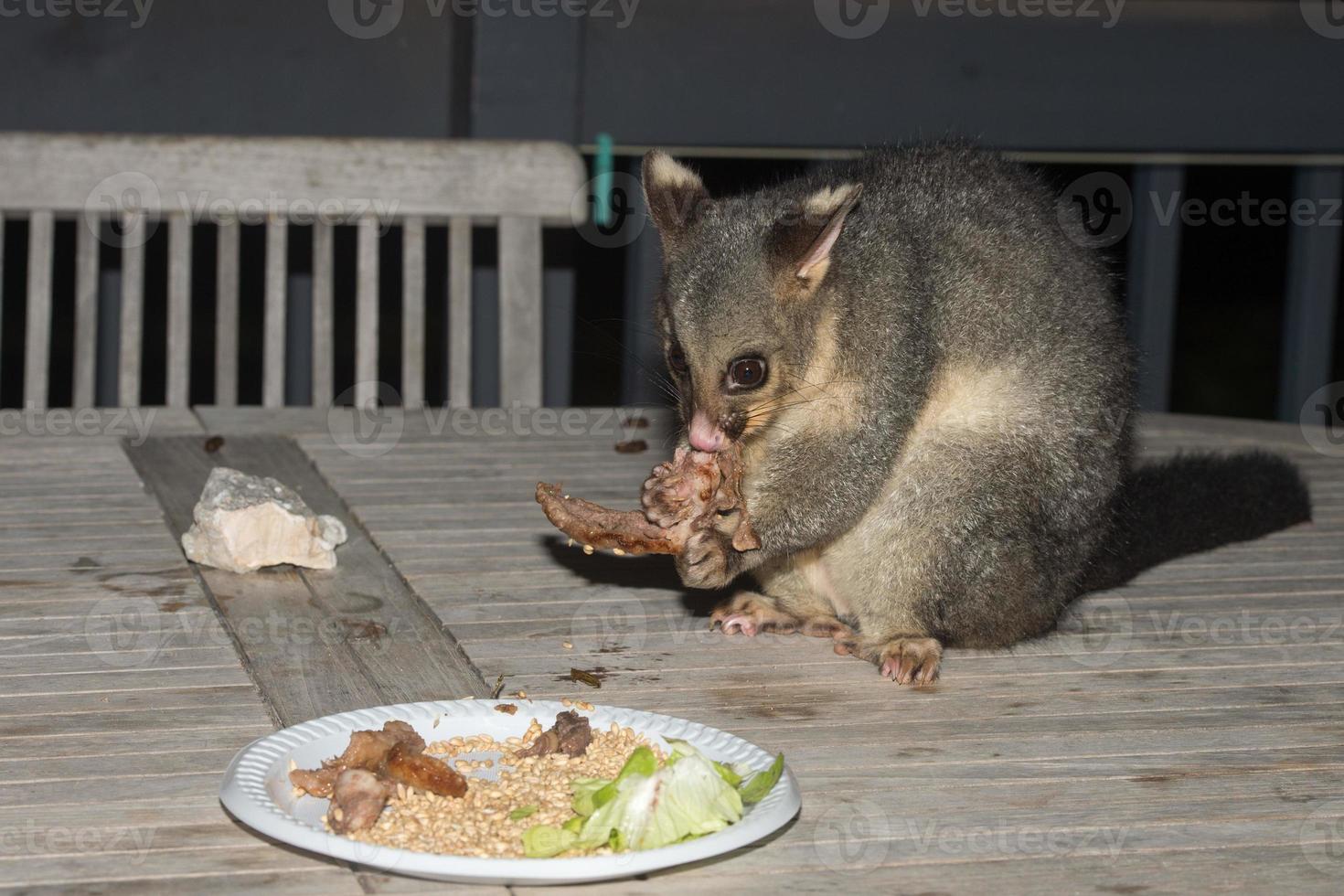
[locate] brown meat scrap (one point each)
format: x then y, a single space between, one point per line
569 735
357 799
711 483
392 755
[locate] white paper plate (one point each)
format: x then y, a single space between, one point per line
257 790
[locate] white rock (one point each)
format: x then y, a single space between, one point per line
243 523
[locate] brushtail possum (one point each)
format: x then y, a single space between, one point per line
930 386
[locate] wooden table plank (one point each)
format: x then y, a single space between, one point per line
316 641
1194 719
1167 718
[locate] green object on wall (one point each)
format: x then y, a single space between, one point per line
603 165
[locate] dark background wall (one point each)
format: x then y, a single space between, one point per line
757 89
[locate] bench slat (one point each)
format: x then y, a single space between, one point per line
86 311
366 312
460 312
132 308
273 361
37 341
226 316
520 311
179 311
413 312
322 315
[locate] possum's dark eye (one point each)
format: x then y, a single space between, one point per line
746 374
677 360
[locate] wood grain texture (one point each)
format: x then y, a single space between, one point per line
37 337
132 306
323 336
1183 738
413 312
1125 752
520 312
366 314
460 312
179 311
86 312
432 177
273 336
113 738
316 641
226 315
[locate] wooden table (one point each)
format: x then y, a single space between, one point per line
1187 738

● Work instructions:
Give back the material above exactly as it appears, minus the pictures.

● The completed task:
[locate] brown meat scrap (one point each)
format: x then y, a single space between, one point per line
569 735
357 799
711 483
392 755
[locate] white paper plate (one point each)
format: x then y, a single space between, one point per line
257 790
[locate] white rock (one point each)
format: x then y, a single space between, one point per line
243 523
[locate] brushtail possum (one point each)
format: x then y, a single space between, one point per line
930 386
[locate] wooden table plank (one point each)
format: x then y, a single space between, one point per line
316 641
1194 719
1167 718
[locate] green object on wall (one point each)
format: x then y, a single space between, one point per line
603 165
[locate] dark background wall (one point each)
format: x then y, a single space between, one point per line
757 89
[locate] bench slat (one point each)
format: x then y, a single space between, one point per line
86 311
366 312
460 312
132 308
273 361
37 341
226 316
520 311
179 311
413 312
322 315
[locate] possum's dark eye (one point each)
format: x then y, a single space between, one point per line
746 374
677 360
[locate] wood grain texture (one point each)
format: x then y, a single space between, one point per line
37 337
132 306
323 336
1183 738
413 312
1125 752
520 312
366 314
460 312
179 311
86 312
432 177
273 336
113 738
316 641
226 315
[locate] wooden table (one point each)
format: x then y, a single space between, one point per line
1187 738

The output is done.